WRITTEN PROBLEM = Nothing may be dropped or altered: reproduce all the data.

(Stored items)
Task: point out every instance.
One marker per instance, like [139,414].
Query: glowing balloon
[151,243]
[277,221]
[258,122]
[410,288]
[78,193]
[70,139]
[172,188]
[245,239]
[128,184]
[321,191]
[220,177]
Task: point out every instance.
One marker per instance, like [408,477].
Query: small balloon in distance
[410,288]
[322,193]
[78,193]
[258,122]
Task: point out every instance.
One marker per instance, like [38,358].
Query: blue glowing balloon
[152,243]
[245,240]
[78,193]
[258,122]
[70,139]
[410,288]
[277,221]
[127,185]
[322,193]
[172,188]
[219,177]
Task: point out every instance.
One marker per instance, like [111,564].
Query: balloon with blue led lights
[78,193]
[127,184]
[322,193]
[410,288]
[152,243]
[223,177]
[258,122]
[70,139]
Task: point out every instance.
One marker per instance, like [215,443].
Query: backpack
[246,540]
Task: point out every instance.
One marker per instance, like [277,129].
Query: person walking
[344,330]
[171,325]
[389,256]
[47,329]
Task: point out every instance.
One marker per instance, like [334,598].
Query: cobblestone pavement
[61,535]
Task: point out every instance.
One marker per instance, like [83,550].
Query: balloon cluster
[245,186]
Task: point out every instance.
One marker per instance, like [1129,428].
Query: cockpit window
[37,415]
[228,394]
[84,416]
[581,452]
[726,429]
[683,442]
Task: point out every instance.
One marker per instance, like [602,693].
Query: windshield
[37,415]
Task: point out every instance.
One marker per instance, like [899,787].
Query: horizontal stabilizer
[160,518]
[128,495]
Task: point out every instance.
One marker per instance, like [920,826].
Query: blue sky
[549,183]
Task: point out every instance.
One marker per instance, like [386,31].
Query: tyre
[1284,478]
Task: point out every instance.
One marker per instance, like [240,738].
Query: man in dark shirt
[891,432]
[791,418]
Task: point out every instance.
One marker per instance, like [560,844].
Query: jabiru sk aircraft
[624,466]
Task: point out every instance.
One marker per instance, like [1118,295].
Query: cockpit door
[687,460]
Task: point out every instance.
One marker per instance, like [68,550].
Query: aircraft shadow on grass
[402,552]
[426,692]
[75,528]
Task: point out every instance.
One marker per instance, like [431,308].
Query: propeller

TASK ANSWER =
Task: point out every instance.
One marker per instance, like [139,414].
Query: glowing balloon
[151,243]
[277,221]
[258,122]
[410,288]
[78,193]
[70,139]
[172,188]
[245,239]
[128,184]
[321,191]
[220,177]
Task: point out every instance.
One marker per instance, like [408,477].
Query: small balloon in distance
[410,288]
[322,193]
[78,193]
[258,122]
Task: point out every instance.
One marker per instance, like [38,358].
Query: blue glowing balloon
[152,243]
[245,240]
[78,193]
[258,122]
[70,139]
[410,288]
[277,221]
[127,185]
[322,193]
[172,188]
[219,177]
Task: point out every instance.
One marker per instance, like [111,564].
Query: balloon with blue led lights
[78,193]
[127,184]
[322,193]
[410,288]
[152,243]
[223,177]
[258,122]
[70,139]
Task: point out every instance.
One marker per instance, like [215,443].
Query: backpack
[246,540]
Task: point out every instance.
One marker per instance, like [277,129].
Query: person walking
[344,330]
[171,325]
[389,256]
[47,329]
Task: point out every instance.
One marker per instance, like [334,598].
Query: cobblestone pavement
[61,535]
Task: point out every instance.
One marker per instance, like [83,550].
Query: balloon cluster
[245,186]
Task: point out every instance.
One marker per instance, like [1129,428].
Query: cockpit window
[37,415]
[228,394]
[84,416]
[581,452]
[726,429]
[683,442]
Task: point out every instance.
One marker per instance, like [602,693].
Query: windshield
[37,415]
Task: point out every instance.
One marker per instance, like [899,787].
Query: horizontal stabilizer
[160,518]
[128,495]
Task: point out every instance.
One marker per instance, like [920,826].
Query: blue sky
[549,183]
Task: point out every instance.
One marker per instance, like [386,31].
Query: tyre
[1284,478]
Task: point out every instance.
One marker per instance, like [240,738].
Query: man in dark shirt
[891,432]
[791,418]
Task: point out every instance.
One marker per instance, like [560,844].
Query: jabiru sk aircraft
[624,466]
Task: point out every instance.
One marker per instance, like [1118,295].
Query: cockpit door
[687,460]
Task: point out every instance.
One marker per instance, like [68,550].
Query: aircraft shadow on grass
[402,552]
[426,692]
[75,528]
Task: point out every instance.
One marker per instance, like [431,308].
Query: propeller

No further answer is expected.